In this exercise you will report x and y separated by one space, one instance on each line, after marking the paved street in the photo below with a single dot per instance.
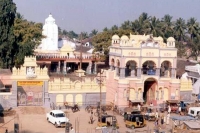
33 120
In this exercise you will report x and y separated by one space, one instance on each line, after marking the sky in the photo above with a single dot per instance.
86 15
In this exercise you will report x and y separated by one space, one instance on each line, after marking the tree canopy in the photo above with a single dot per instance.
185 32
19 37
7 38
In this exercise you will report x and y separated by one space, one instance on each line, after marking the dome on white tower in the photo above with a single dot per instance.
50 31
50 19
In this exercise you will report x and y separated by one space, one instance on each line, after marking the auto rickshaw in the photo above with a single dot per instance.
135 121
173 104
107 121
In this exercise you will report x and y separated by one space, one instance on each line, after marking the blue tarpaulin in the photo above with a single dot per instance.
182 118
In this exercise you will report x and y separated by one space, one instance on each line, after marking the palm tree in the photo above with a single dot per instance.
126 25
93 32
140 26
180 29
167 26
154 27
193 27
83 35
113 28
105 29
19 16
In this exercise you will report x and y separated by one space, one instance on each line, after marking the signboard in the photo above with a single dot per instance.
30 83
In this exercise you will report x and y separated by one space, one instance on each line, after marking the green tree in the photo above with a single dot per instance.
102 41
28 36
93 32
83 35
72 34
167 26
141 25
105 29
115 27
193 27
154 27
59 31
64 32
127 25
180 29
7 38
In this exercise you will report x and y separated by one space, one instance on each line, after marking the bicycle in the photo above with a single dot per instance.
117 111
88 108
97 113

□ □ □

» **What the exercise asks**: Copy every row above word for word, leaving out the picture.

» **Result of this exercise**:
In this exercise you will report x and y separated by one space, one instance on each line, after marking the paved street in the photo below with a single dot per instance.
33 120
In this exercise you will report x and y separated by one space, one instance on each line, after marking the sky in the photo above with a single dot per instance.
86 15
In this exercise you will report x and y separated by one space, one instance on each line, after marking the tree canopy in the photo above with a single dot per instance.
185 32
19 37
7 38
In this exercise you will report x and y separated by one space, one instance on each line, after marking the dome on white tower in the photo above with a single dot per instance.
50 31
50 19
In this exercise you will report x and y separated by one space, one instance on each line, after marking the auto rickshaw in the photo above with a single dot per instance.
135 121
173 104
107 121
In this exercise you will report x and y separated by one space, one instance on each line, after marking the blue tarpaulin in the photo above with a single dot per instance.
182 118
In this exercise you will report x and y separated by one space, one instance on each line, after marking the palm tree in the photo above with a single dot per instance.
126 25
93 32
140 26
180 29
167 26
154 27
193 27
83 35
113 28
105 29
19 16
In this exercise you will report x and y separated by one space, one instance on each line, after marking the signboard in the photo above with a single dot per instance.
30 83
In this exercise you will report x and y separated by one space, one instance on each line, after marking the green tree in the photo above with a single dot per instance.
102 41
28 36
93 32
83 35
72 34
167 26
141 25
105 29
115 27
193 27
154 27
59 31
64 32
127 25
180 29
7 38
In this exercise you will report x and y separated by one space, one instance on each line, after marking the bicycle in the photo above with a single dot per instance.
117 111
88 108
97 113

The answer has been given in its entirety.